Stated goal>
Please turn every line of the listing below into a Markdown table with the columns Row and Text, numbering each row and leaving out blank lines.

Information given>

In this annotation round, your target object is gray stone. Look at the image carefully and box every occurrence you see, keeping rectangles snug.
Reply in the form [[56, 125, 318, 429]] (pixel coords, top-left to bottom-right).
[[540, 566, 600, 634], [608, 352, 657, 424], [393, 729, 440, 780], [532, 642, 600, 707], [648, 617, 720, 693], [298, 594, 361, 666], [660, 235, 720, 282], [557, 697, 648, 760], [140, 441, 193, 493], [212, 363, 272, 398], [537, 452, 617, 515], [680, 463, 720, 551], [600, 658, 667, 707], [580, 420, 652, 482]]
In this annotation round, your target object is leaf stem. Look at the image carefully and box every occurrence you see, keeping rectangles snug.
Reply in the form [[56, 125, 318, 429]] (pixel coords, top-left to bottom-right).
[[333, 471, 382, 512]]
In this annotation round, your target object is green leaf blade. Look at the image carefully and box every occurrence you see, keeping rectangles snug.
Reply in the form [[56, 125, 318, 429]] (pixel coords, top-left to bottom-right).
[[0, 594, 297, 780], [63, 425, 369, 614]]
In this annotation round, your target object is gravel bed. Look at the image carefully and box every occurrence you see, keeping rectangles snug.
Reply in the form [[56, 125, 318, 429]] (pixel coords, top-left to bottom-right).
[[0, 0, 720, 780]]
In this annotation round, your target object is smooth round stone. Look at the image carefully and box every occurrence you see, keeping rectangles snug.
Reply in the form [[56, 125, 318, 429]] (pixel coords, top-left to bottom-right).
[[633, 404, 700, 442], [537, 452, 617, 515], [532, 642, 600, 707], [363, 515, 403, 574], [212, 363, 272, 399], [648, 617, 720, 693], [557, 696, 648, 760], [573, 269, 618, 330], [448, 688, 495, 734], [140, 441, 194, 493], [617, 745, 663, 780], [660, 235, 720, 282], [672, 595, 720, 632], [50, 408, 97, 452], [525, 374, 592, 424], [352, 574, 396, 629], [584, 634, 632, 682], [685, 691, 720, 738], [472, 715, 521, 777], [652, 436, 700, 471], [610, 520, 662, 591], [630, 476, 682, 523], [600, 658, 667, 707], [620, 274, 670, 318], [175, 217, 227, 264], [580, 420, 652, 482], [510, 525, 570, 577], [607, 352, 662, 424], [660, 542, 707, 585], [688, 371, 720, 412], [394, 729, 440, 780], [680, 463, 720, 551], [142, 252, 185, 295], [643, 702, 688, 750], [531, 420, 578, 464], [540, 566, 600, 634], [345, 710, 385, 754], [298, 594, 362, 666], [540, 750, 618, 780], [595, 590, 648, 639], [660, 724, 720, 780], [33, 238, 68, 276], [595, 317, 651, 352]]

The response>
| Row | Text |
|---|---|
| 1 | In this annotation round, your target object is gray stone. Look at the image carefully and box every occurrence you see, keeping rectangles snug. |
| 2 | Reply in the form [[56, 125, 318, 429]] (pixel coords, top-left to bottom-right). |
| 3 | [[540, 566, 600, 634], [608, 352, 657, 424], [393, 729, 440, 780], [532, 642, 600, 707], [648, 617, 720, 693], [298, 594, 361, 666], [660, 235, 720, 282], [557, 697, 648, 760], [140, 441, 193, 493], [212, 363, 272, 398], [537, 452, 617, 515], [680, 463, 720, 551], [600, 658, 667, 707], [580, 420, 652, 482]] |
| 4 | In this annotation round, your target object is leaf stem. Look at the image carefully and box every occurrence you see, keeping rectangles snug. |
| 5 | Reply in the form [[56, 125, 318, 429]] (pixel coords, top-left to bottom-right). |
| 6 | [[333, 471, 382, 512]] |
| 7 | In this annotation round, your target object is green leaf blade. Look at the image carefully and box every occurrence you see, keeping rectangles snug. |
| 8 | Reply in the form [[56, 125, 318, 429]] (pixel coords, top-left to bottom-right). |
| 9 | [[0, 594, 297, 780], [63, 425, 369, 614]] |
| 10 | In this annotation round, your target object is gravel bed. Look at the image carefully and box every occurrence you see, keeping rectangles snug. |
| 11 | Reply in the form [[56, 125, 318, 429]] (pixel coords, top-left to bottom-right). |
| 12 | [[0, 0, 720, 780]] |
| 13 | In this annotation round, your target object is smooth round stone. Look at the image carefully and box every occurrence you see, keeping rectangles snug. |
| 14 | Reply in the form [[56, 125, 318, 429]] (pixel coords, top-left to bottom-right). |
| 15 | [[633, 404, 700, 442], [537, 452, 617, 515], [532, 642, 600, 707], [363, 515, 403, 574], [212, 363, 272, 399], [648, 617, 720, 693], [557, 696, 648, 760], [573, 269, 618, 330], [448, 688, 495, 734], [140, 441, 194, 493], [617, 745, 663, 780], [660, 235, 720, 282], [672, 595, 720, 632], [50, 408, 97, 452], [525, 374, 592, 424], [352, 574, 396, 629], [584, 634, 632, 682], [685, 691, 720, 738], [472, 715, 521, 777], [652, 436, 700, 471], [610, 520, 662, 591], [630, 476, 682, 523], [600, 658, 667, 707], [620, 274, 670, 318], [175, 217, 227, 264], [580, 420, 652, 482], [510, 525, 570, 577], [607, 352, 662, 424], [660, 542, 707, 585], [688, 371, 720, 412], [394, 729, 440, 780], [680, 463, 720, 551], [142, 252, 185, 295], [643, 702, 688, 750], [531, 420, 578, 464], [540, 566, 600, 634], [345, 710, 385, 754], [298, 594, 362, 666], [540, 750, 618, 780], [595, 590, 648, 639], [660, 724, 720, 780], [33, 238, 68, 276], [595, 317, 651, 352]] |